# Source document:
☆ ☆ ☆ ☆
Welcome, prop.text readers!
In issue 27 we double down on news and shift some of the sections to align with what you need and want out of prop.text. Let us know what you think of prop.text (1.5.1)
publicly.traded → Is Toledo a gold mine? Data from Cotality
diversification → Market snapshot
the.pitch →


Toledo, We Hardly Know Ya
Wall Street has come for the Toledo housing market, at least according to the Wall Street Journal.
We’ve seen this story before, and it has the usual suspects: out-of-state buyers, including hedge funds and institutions, have found a city where deals can be had, pushing up prices and making it difficult for locals to buy a home. The list of cities where this has transpired is not a short one and reads like a who’s who of the “hottest” housing market(s) over that last several years: Atlanta, Charlotte, Jacksonville, Austin, Houston Phoenix, etc.
The median listing price in Toledo nearly doubled from $119,900 in Feb. 2018 to $239,700 in April of 2025, according to the Federal Reserve Bank of St. Louis. The median home price in the U.S. is around $400,000, so Toledo is an attractive market for investors.
And so they have come.
☆ ☆ ☆ ☆
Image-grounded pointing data
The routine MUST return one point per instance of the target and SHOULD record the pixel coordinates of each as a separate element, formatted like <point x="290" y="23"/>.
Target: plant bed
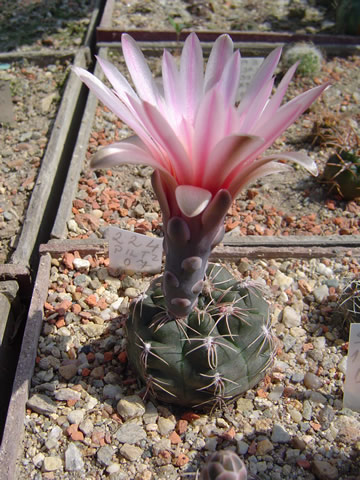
<point x="288" y="204"/>
<point x="84" y="417"/>
<point x="275" y="23"/>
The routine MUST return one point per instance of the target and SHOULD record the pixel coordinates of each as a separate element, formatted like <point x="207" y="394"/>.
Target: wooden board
<point x="249" y="247"/>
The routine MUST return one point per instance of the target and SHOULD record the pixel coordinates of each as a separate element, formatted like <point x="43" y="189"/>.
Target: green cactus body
<point x="218" y="351"/>
<point x="224" y="465"/>
<point x="350" y="301"/>
<point x="348" y="17"/>
<point x="342" y="172"/>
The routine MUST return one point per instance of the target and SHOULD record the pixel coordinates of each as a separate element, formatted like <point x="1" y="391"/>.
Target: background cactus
<point x="220" y="350"/>
<point x="348" y="17"/>
<point x="350" y="301"/>
<point x="342" y="172"/>
<point x="309" y="57"/>
<point x="224" y="465"/>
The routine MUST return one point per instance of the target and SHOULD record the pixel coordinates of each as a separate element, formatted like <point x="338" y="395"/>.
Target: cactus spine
<point x="224" y="465"/>
<point x="218" y="351"/>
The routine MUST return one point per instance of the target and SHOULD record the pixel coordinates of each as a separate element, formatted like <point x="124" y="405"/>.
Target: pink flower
<point x="191" y="131"/>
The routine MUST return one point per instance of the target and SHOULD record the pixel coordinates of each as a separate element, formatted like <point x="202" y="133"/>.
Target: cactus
<point x="342" y="172"/>
<point x="224" y="465"/>
<point x="218" y="351"/>
<point x="349" y="302"/>
<point x="197" y="337"/>
<point x="308" y="56"/>
<point x="348" y="17"/>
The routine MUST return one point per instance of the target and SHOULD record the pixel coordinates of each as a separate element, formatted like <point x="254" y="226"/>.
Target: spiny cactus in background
<point x="198" y="339"/>
<point x="342" y="170"/>
<point x="309" y="57"/>
<point x="348" y="17"/>
<point x="224" y="465"/>
<point x="342" y="174"/>
<point x="220" y="350"/>
<point x="350" y="301"/>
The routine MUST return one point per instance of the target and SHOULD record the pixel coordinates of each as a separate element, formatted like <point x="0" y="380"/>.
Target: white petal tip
<point x="192" y="200"/>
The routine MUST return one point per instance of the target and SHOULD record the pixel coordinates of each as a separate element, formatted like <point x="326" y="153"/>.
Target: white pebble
<point x="81" y="264"/>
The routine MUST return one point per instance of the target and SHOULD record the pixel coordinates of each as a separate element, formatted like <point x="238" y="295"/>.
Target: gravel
<point x="87" y="416"/>
<point x="36" y="93"/>
<point x="94" y="422"/>
<point x="292" y="203"/>
<point x="278" y="15"/>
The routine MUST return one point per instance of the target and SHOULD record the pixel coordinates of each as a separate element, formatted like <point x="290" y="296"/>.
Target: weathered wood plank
<point x="59" y="229"/>
<point x="57" y="145"/>
<point x="14" y="426"/>
<point x="270" y="247"/>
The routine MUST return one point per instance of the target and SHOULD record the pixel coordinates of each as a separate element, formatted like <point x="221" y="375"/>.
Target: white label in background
<point x="352" y="379"/>
<point x="132" y="251"/>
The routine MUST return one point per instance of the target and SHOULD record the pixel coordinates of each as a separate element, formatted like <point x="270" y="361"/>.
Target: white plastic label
<point x="352" y="379"/>
<point x="132" y="251"/>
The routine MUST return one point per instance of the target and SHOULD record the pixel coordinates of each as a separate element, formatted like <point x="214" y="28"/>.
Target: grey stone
<point x="165" y="426"/>
<point x="51" y="464"/>
<point x="162" y="444"/>
<point x="291" y="318"/>
<point x="86" y="427"/>
<point x="112" y="391"/>
<point x="73" y="459"/>
<point x="65" y="394"/>
<point x="317" y="397"/>
<point x="130" y="433"/>
<point x="297" y="377"/>
<point x="130" y="407"/>
<point x="131" y="452"/>
<point x="104" y="455"/>
<point x="324" y="470"/>
<point x="69" y="371"/>
<point x="93" y="329"/>
<point x="326" y="416"/>
<point x="312" y="381"/>
<point x="76" y="416"/>
<point x="321" y="293"/>
<point x="242" y="447"/>
<point x="42" y="404"/>
<point x="288" y="341"/>
<point x="282" y="280"/>
<point x="81" y="264"/>
<point x="279" y="434"/>
<point x="307" y="410"/>
<point x="275" y="394"/>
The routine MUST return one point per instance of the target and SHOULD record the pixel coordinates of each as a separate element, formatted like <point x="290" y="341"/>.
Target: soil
<point x="280" y="15"/>
<point x="285" y="204"/>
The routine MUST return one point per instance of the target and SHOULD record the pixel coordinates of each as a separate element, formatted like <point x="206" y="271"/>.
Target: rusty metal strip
<point x="105" y="33"/>
<point x="14" y="426"/>
<point x="20" y="273"/>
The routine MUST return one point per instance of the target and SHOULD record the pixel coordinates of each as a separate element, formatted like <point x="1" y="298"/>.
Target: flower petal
<point x="209" y="124"/>
<point x="298" y="157"/>
<point x="260" y="79"/>
<point x="275" y="101"/>
<point x="240" y="183"/>
<point x="192" y="200"/>
<point x="117" y="80"/>
<point x="220" y="54"/>
<point x="112" y="102"/>
<point x="229" y="81"/>
<point x="128" y="151"/>
<point x="286" y="115"/>
<point x="192" y="76"/>
<point x="139" y="70"/>
<point x="164" y="135"/>
<point x="226" y="156"/>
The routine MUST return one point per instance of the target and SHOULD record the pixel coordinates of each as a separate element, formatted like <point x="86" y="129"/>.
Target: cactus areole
<point x="195" y="339"/>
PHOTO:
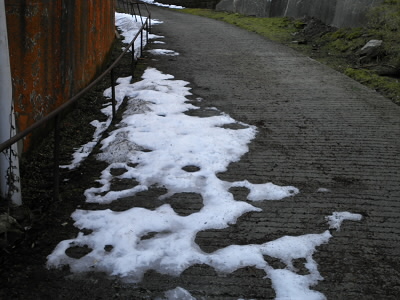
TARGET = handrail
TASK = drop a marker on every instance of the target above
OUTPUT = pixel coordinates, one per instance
(146, 26)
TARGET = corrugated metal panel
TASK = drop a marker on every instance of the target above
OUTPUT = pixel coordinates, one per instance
(56, 48)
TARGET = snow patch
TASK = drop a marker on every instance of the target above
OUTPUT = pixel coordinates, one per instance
(336, 219)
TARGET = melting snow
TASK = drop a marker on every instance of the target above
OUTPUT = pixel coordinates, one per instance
(336, 219)
(153, 144)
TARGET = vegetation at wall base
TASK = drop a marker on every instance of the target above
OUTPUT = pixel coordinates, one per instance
(340, 49)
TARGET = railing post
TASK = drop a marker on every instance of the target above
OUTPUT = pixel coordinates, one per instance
(147, 30)
(56, 170)
(113, 92)
(141, 42)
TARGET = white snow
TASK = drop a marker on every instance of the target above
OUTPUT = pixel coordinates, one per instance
(163, 52)
(153, 143)
(129, 26)
(162, 4)
(336, 219)
(177, 294)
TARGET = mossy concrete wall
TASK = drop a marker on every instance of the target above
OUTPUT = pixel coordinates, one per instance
(338, 13)
(56, 49)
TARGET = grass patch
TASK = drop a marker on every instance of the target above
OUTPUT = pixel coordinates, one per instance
(276, 29)
(338, 48)
(384, 85)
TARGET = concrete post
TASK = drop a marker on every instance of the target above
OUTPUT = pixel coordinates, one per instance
(9, 164)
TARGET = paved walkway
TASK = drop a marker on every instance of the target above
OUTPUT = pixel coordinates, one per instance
(317, 129)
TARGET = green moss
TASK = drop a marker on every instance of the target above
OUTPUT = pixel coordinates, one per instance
(276, 29)
(336, 49)
(386, 85)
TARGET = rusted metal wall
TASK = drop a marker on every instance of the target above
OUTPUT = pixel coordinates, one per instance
(56, 49)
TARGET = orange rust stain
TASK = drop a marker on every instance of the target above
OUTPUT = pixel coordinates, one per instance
(56, 49)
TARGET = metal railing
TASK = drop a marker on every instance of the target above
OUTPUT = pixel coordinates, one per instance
(143, 33)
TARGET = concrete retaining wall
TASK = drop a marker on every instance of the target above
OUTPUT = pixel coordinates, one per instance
(338, 13)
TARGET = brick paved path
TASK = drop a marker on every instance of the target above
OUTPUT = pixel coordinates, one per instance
(317, 129)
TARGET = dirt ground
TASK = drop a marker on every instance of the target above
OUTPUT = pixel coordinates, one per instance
(46, 222)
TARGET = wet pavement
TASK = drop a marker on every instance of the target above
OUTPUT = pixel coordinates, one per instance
(318, 130)
(334, 139)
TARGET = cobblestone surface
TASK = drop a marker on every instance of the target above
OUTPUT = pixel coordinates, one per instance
(317, 129)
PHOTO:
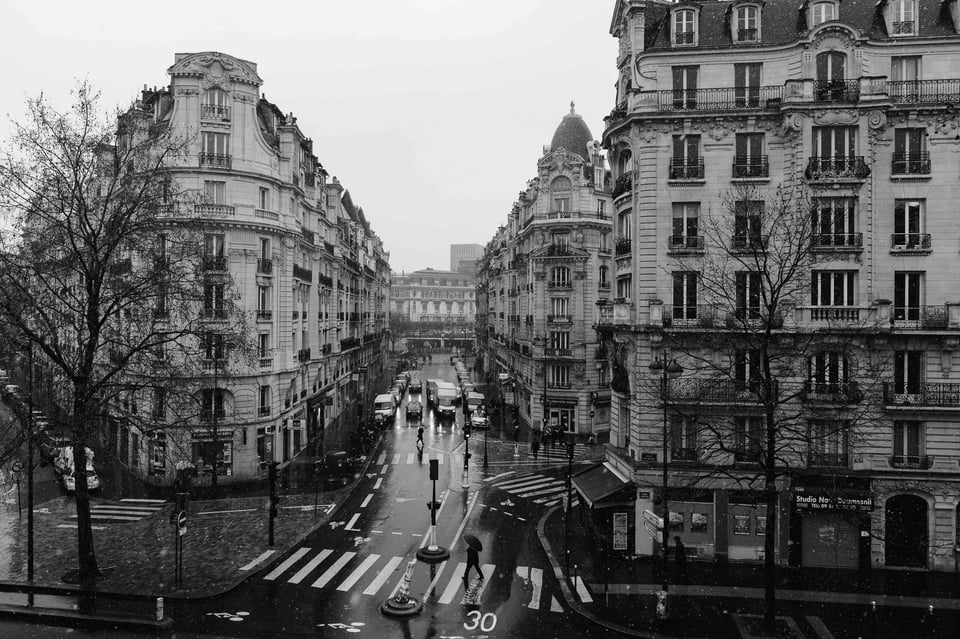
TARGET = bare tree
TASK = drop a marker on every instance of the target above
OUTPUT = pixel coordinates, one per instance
(100, 271)
(734, 327)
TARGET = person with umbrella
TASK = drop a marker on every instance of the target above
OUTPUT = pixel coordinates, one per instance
(473, 556)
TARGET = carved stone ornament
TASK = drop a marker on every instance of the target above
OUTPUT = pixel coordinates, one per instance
(826, 117)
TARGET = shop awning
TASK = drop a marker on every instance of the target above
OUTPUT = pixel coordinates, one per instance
(599, 483)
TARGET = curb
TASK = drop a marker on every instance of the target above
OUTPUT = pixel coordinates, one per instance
(571, 600)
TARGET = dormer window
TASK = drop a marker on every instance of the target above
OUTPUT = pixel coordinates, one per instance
(747, 24)
(903, 18)
(684, 27)
(821, 12)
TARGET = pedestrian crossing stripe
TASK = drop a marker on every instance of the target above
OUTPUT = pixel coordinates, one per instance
(342, 572)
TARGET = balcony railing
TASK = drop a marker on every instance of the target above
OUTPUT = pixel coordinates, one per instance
(216, 112)
(686, 168)
(833, 168)
(922, 394)
(214, 263)
(911, 164)
(921, 462)
(837, 240)
(910, 241)
(909, 91)
(720, 99)
(216, 160)
(929, 317)
(751, 167)
(836, 90)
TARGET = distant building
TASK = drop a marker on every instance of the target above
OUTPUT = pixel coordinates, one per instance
(461, 254)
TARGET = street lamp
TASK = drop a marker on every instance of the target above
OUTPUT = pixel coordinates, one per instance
(671, 370)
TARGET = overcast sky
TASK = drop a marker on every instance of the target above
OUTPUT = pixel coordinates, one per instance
(433, 113)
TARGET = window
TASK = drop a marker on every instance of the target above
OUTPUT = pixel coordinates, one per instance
(749, 160)
(747, 225)
(828, 442)
(684, 29)
(214, 192)
(907, 295)
(686, 229)
(746, 82)
(559, 377)
(908, 225)
(683, 438)
(908, 444)
(822, 12)
(747, 438)
(748, 295)
(684, 296)
(834, 222)
(685, 87)
(748, 24)
(833, 288)
(560, 276)
(902, 12)
(686, 162)
(828, 373)
(907, 375)
(909, 151)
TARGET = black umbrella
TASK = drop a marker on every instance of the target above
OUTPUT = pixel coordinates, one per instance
(473, 542)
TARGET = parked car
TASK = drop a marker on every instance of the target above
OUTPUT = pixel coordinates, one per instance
(414, 409)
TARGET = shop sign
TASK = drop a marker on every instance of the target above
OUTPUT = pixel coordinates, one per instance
(825, 501)
(619, 531)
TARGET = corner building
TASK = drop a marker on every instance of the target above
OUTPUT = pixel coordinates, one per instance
(853, 102)
(538, 284)
(301, 258)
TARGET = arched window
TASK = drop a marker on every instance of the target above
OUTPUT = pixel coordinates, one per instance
(560, 276)
(215, 105)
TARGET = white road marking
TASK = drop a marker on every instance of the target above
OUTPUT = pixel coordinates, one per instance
(354, 577)
(334, 569)
(258, 560)
(289, 561)
(382, 576)
(311, 565)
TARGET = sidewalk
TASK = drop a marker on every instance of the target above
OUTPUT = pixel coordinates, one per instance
(719, 600)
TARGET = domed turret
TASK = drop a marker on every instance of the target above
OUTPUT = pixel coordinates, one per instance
(572, 135)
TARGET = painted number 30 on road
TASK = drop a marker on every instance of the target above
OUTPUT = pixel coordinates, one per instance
(485, 622)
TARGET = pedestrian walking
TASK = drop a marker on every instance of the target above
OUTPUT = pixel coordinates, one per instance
(680, 560)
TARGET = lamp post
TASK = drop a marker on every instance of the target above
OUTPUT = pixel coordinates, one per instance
(671, 370)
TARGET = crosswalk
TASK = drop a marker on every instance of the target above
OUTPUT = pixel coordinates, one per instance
(542, 489)
(374, 575)
(125, 510)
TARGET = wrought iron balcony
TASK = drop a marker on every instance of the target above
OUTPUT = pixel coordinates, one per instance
(835, 168)
(910, 241)
(686, 168)
(942, 394)
(751, 167)
(911, 164)
(217, 112)
(836, 90)
(920, 462)
(216, 160)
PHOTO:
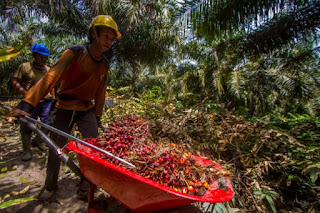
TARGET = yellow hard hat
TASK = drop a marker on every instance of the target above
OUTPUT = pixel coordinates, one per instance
(106, 20)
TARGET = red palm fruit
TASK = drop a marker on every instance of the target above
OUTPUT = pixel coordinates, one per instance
(191, 189)
(206, 184)
(184, 190)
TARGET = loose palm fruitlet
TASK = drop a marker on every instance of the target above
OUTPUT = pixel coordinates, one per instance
(165, 163)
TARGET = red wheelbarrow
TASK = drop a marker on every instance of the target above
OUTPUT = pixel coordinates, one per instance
(136, 192)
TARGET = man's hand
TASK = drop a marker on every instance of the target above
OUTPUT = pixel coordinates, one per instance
(16, 113)
(100, 124)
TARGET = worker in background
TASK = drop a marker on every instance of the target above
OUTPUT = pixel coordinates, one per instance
(81, 73)
(22, 80)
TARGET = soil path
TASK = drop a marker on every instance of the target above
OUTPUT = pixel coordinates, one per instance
(17, 175)
(19, 179)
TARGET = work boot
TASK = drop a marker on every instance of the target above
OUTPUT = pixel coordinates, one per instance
(26, 145)
(46, 195)
(37, 141)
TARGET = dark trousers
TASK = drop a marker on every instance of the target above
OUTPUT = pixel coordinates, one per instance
(65, 120)
(41, 111)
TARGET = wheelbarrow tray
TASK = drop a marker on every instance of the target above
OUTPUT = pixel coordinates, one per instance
(138, 193)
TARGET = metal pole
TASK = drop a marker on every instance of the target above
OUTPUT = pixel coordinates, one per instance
(53, 146)
(72, 137)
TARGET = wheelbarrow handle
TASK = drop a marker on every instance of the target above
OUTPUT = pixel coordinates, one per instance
(57, 131)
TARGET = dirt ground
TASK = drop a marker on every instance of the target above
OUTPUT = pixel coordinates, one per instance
(16, 175)
(20, 179)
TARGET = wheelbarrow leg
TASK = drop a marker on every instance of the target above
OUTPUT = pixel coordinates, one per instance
(91, 193)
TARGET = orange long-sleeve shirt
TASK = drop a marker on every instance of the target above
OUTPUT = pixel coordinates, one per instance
(79, 77)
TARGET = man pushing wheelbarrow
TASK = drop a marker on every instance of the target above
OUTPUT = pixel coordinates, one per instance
(81, 73)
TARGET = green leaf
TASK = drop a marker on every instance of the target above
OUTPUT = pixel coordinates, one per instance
(271, 203)
(313, 170)
(15, 202)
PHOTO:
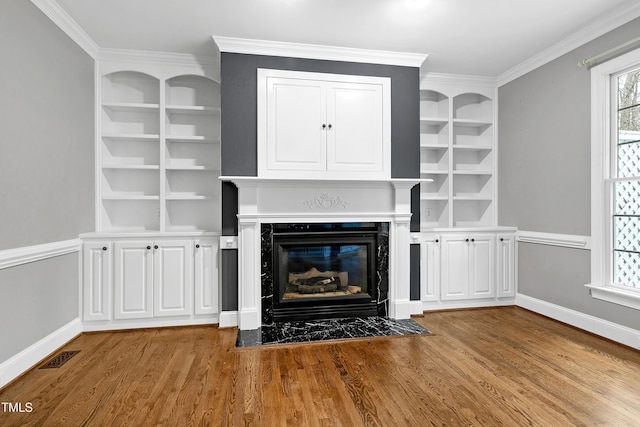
☆ ☆ ☆ ☆
# Tasks to complete:
A – In the text on Toledo's housing market, what was Toledo's median listing price in April 2025?
B – Continue the text on Toledo's housing market from its last sentence.

# Activity answers:
A – $239,700

B –
“This market is a little gold mine in America,” Jack Garayan, an investor from Fresno, Calif., told the Journal at the end of April. Garayn and two friends see their Toledo portfolio — two single-family rental homes and an eight-unit apartment complex — as part of their retirement portfolio.
On the other side are local advocates who lament the decline in affordability, and one of them is Erin McPartland, the executive director at Maumee Valley Habitat for Humanity, who posted this on LinkedIn: “The reality is our housing market is not that affordable, especially for people living in Toledo.”
The average Toledan, she notes, who earns $65,000 cannot afford a Toledo home that lists for $200,000.
We at proptext.co have written frequently about the problem of affordability and do not dismiss the issue. But we believe it’s a function of the supply-demand curve we all learned in Econ 101. Build more housing — the U.S. is some 4 million homes short of demand — and prices will moderate.
Investors, both smaller players like Jack Garayan and his friends and giants like Blackstone, will go where they can make money, and Toledo is now on their radar. (Those reading this who are looking for other cities like Toledo where deals pencil are advised to visit our own top ten market from January.)
What is mentioned in passing in the WSJ article about Toledo that we feel is often underreported is the impact of these trends on those who already own there — they have seen their equity grow and their net worth increase. Given that real estate offers a path to generational wealth, these folks are on their way.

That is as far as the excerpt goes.